WRITTEN INSTRUCTION → Make an exact copy of all the records.

RECORDS FOR THIS TASK →
========
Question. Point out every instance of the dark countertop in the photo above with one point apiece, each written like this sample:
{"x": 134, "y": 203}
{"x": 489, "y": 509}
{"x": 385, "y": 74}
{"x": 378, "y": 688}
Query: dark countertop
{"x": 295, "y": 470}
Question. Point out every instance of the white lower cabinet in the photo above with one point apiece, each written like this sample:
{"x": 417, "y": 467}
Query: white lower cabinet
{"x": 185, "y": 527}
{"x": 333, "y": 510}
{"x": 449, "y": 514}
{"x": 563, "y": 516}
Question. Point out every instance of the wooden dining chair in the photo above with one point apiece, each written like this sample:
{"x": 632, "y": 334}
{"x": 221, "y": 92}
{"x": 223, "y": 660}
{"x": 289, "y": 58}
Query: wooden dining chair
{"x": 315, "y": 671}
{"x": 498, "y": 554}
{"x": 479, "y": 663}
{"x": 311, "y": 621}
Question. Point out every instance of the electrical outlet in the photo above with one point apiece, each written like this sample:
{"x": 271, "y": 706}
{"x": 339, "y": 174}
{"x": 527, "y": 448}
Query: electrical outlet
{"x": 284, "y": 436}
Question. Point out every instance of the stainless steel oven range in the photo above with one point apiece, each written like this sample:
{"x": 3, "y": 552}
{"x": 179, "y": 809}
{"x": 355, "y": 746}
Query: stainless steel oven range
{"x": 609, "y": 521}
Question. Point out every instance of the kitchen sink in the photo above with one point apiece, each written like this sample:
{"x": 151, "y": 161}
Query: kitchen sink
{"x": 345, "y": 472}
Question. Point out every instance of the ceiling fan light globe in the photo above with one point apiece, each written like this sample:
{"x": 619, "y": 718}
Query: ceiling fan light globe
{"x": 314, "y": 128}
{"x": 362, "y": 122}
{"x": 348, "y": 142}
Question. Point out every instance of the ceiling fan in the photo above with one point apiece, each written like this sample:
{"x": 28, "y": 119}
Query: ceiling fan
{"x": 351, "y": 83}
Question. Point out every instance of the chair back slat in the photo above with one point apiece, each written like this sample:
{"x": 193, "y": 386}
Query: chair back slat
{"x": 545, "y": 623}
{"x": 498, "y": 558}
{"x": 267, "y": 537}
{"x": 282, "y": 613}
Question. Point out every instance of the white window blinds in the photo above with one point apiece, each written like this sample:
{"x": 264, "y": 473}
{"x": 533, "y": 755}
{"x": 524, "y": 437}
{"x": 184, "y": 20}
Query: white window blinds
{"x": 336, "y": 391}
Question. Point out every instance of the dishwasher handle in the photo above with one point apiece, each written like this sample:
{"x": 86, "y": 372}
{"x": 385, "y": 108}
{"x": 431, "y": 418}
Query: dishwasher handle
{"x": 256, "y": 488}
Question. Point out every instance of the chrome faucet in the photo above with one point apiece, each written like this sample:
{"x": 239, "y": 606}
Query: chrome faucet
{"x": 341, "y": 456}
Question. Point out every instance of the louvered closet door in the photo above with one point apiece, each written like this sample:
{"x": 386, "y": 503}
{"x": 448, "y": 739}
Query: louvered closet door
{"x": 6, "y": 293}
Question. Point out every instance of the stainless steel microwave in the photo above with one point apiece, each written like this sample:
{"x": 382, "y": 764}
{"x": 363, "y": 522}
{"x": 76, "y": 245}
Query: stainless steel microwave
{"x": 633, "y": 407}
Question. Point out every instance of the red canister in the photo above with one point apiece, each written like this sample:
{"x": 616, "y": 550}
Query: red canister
========
SOLUTION TO THIS EXERCISE →
Question. Point out every instance of the dark countertop in the photo above with one point apiece, each written like this sample:
{"x": 134, "y": 203}
{"x": 489, "y": 509}
{"x": 385, "y": 74}
{"x": 378, "y": 688}
Query: dark countertop
{"x": 295, "y": 470}
Question. Point out every instance of the white lower cabinet in the photo above with one point apiece, each written like this sample:
{"x": 417, "y": 467}
Query: white lower cabinet
{"x": 185, "y": 527}
{"x": 333, "y": 510}
{"x": 449, "y": 514}
{"x": 563, "y": 516}
Question. Point out every instance of the wooden dining chair in the photo above with one point apiece, each written like this sample:
{"x": 632, "y": 334}
{"x": 221, "y": 92}
{"x": 223, "y": 660}
{"x": 289, "y": 58}
Query: wooden dining chair
{"x": 315, "y": 671}
{"x": 498, "y": 554}
{"x": 479, "y": 663}
{"x": 311, "y": 621}
Question. Point out every instance of the electrical outlet in the photo above with one point apiece, each written like this sample:
{"x": 271, "y": 706}
{"x": 339, "y": 174}
{"x": 527, "y": 448}
Query: electrical outlet
{"x": 284, "y": 436}
Question. Point out every instance of the stainless steel oven range in the photo above with one point apiece, each written like this sample:
{"x": 3, "y": 552}
{"x": 179, "y": 809}
{"x": 355, "y": 746}
Query: stainless steel oven range
{"x": 609, "y": 521}
Question. Point out every instance of the kitchen sink in the photo above with one point apiece, each written like this sample:
{"x": 151, "y": 161}
Query: kitchen sink
{"x": 345, "y": 472}
Question. Point out every instance of the ceiling fan light globe in the photo above with one point apiece, each written like this sample:
{"x": 619, "y": 718}
Query: ceiling fan light globe
{"x": 314, "y": 128}
{"x": 362, "y": 122}
{"x": 348, "y": 142}
Question. Point out every instance of the ceiling fan in the photo above with one point apiece, each written like this sample:
{"x": 28, "y": 119}
Query: ceiling fan
{"x": 351, "y": 83}
Question. Point out every instance of the chair back slat in the photo above with one point apiece, each written like this sample:
{"x": 193, "y": 386}
Query: chair back slat
{"x": 545, "y": 623}
{"x": 498, "y": 558}
{"x": 267, "y": 537}
{"x": 282, "y": 613}
Question. Point out every instance of the white window blinds in the photo above with one point apiece, each written like this sample:
{"x": 264, "y": 473}
{"x": 533, "y": 755}
{"x": 524, "y": 437}
{"x": 184, "y": 20}
Query: white window blinds
{"x": 336, "y": 391}
Question. Point out every instance of the dishwasher handle in the photo above with one point apiece, each written like this sample:
{"x": 86, "y": 372}
{"x": 385, "y": 108}
{"x": 431, "y": 418}
Query: dishwasher handle
{"x": 256, "y": 488}
Question. Point out every instance of the chrome faucet in the photo above with one point apiece, each written like this sample:
{"x": 239, "y": 606}
Query: chrome faucet
{"x": 341, "y": 456}
Question. Point out every instance of the louvered closet door in the photo above with one point apiece, each written like this sample:
{"x": 386, "y": 503}
{"x": 448, "y": 739}
Query: louvered closet door
{"x": 6, "y": 293}
Question. Point out every instance of the stainless steel microwave in the photo above with one point apiece, each written like this sample:
{"x": 382, "y": 764}
{"x": 363, "y": 522}
{"x": 76, "y": 245}
Query: stainless steel microwave
{"x": 633, "y": 407}
Question. Point out every instance of the red canister in the photo above with one point apiece, each written like this sample:
{"x": 616, "y": 550}
Query: red canister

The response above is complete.